╭──

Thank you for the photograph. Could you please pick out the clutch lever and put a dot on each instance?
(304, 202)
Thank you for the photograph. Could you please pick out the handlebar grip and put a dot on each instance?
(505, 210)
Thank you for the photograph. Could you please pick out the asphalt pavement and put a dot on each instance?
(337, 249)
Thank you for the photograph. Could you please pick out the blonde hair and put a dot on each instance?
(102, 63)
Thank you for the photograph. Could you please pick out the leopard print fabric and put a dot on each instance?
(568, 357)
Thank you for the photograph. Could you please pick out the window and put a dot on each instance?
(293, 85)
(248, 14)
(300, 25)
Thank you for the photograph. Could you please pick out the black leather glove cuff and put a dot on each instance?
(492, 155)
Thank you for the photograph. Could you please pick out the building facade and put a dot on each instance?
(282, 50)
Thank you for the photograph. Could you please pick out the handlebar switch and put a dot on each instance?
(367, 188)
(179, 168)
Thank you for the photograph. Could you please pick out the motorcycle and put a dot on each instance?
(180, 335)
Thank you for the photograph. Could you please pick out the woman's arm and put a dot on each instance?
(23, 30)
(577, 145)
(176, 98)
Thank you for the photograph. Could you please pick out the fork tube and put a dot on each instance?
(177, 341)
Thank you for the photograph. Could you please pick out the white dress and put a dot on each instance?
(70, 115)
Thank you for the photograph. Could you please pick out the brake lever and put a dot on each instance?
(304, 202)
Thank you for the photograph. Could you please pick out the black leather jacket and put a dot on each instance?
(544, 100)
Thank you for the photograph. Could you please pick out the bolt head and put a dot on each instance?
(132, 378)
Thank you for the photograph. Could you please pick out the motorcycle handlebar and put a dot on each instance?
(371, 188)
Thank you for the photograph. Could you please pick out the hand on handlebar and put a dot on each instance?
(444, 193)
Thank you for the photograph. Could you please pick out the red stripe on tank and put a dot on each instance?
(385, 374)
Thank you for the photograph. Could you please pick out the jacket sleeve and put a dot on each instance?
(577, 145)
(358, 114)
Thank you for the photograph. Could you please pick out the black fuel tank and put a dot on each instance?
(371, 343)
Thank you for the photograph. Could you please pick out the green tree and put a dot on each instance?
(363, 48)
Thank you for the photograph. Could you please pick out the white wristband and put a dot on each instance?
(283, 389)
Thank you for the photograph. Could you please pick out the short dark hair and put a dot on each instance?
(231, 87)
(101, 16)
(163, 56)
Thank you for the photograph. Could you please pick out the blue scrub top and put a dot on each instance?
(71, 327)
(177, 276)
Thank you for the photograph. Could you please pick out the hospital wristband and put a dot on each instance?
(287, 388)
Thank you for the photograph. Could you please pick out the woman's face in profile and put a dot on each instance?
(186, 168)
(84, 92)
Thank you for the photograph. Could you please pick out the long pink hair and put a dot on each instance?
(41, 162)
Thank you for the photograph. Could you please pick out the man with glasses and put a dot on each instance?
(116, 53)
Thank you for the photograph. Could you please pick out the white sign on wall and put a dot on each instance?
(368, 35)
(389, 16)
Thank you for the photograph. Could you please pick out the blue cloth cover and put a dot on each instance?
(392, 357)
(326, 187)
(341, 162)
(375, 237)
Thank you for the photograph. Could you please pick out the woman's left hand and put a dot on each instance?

╰──

◆ Written request
Present every line of the data above as a numbered list, omitting any blank lines.

◆ Response to the exercise
1. Thank you for the photograph. Could you please pick out the clutch lever and put a dot on each instance?
2. (304, 202)
3. Thank you for the photograph. Could you please pick out the handlebar grip and put a dot on each instance?
4. (505, 210)
5. Thank you for the photograph. Could you please pick out the asphalt pavement and put a dot on each instance?
6. (337, 249)
7. Thank you for the photograph. Could you please pick out the blonde hair and put a dot on each instance?
8. (102, 63)
9. Thank you for the photograph. Could you please pick out the leopard print fabric and put a dot on each instance?
10. (568, 357)
11. Thank you for the photograph. Could you please pick out the window and put a dot on each instance?
12. (293, 85)
13. (248, 14)
14. (300, 25)
15. Thank you for the photograph. Could you please pick out the black leather glove cuff and put a dot on each instance?
16. (492, 155)
17. Thank you for the photograph. Could you please pick out the building facade and put a dot on each instance?
18. (282, 50)
19. Thank you for the photograph. Could you please pick out the handlebar switch and put a dot on each instance?
20. (367, 188)
21. (179, 168)
22. Thank you for the photograph. Could you please pick out the motorcycle and put a dot on each instance?
23. (180, 335)
24. Thank you for the photograph. Could you please pick out the woman's arm and put a dot on each instance?
25. (23, 30)
26. (577, 145)
27. (176, 98)
28. Thank you for the photograph. Could you please pick out the fork tube and put a dot on each instance?
29. (177, 341)
30. Thank you for the photograph. Could you please pick out the white dress and put a dot on each instance?
31. (70, 115)
32. Thank you for the photograph. Could you please pick out the brake lever and put a dot on each instance?
33. (304, 202)
34. Thank you for the photograph. Could you please pick out the black leather jacket and put a dot on each instance?
35. (544, 100)
36. Thank you for the photograph. Could you please pick out the bolt head and put a dot on each instance?
37. (132, 378)
38. Thank you for the photograph. Could you please pick out the motorcycle handlebar and put a dot on each instance?
39. (371, 188)
40. Thank you for the photograph. Could you please pick out the hand on handlebar and put a dot on each instance?
41. (444, 193)
42. Thank you for the photograph. Could you please pick out the red stripe on tank and put a dot on each instance?
43. (385, 374)
44. Thank you for the photograph. Could you please pick out the jacket sleeve and put a dot on each instance?
45. (577, 145)
46. (358, 114)
47. Thank you for the photograph. Could you please pick out the black fuel tank and put a dot on each instance?
48. (371, 343)
49. Thank you for the photograph. Could you please pick out the green tree and put a dot on each instance?
50. (363, 48)
51. Thank you for the photograph. Could you please pick out the white wristband and put a dot on each instance?
52. (283, 389)
53. Thank you for the photograph. Could you please pick out the short dark hair and put a dot on each instance?
54. (231, 87)
55. (101, 16)
56. (163, 56)
57. Thank you for the photograph. Could you please pick out the blue scrub top and put a dot on each instance?
58. (71, 327)
59. (177, 276)
60. Thank you for the photograph. Could you please pick out the hospital wristband and put a dot on each instance?
61. (287, 388)
62. Thank you for the photograph. Could you please pick out the woman's face in profile and put a dot on each instance?
63. (186, 168)
64. (84, 92)
65. Thank you for the photograph. Could you please pick out the long pink hair and put a dot on each instance?
66. (41, 162)
67. Thank you for the photograph. Could you please pick out the man with glasses and put a dot on each instance?
68. (116, 53)
69. Thank you for the photograph. Could you please pick out the white sign on wall and put a dot on each instance?
70. (368, 35)
71. (389, 16)
72. Thank you for the photograph. Could you please pick out the blue cloth cover and put a dot on each instance?
73. (392, 357)
74. (326, 187)
75. (341, 162)
76. (375, 237)
77. Thank you for the photograph. Could you please pick out the woman's left hand and put a dot on each instance?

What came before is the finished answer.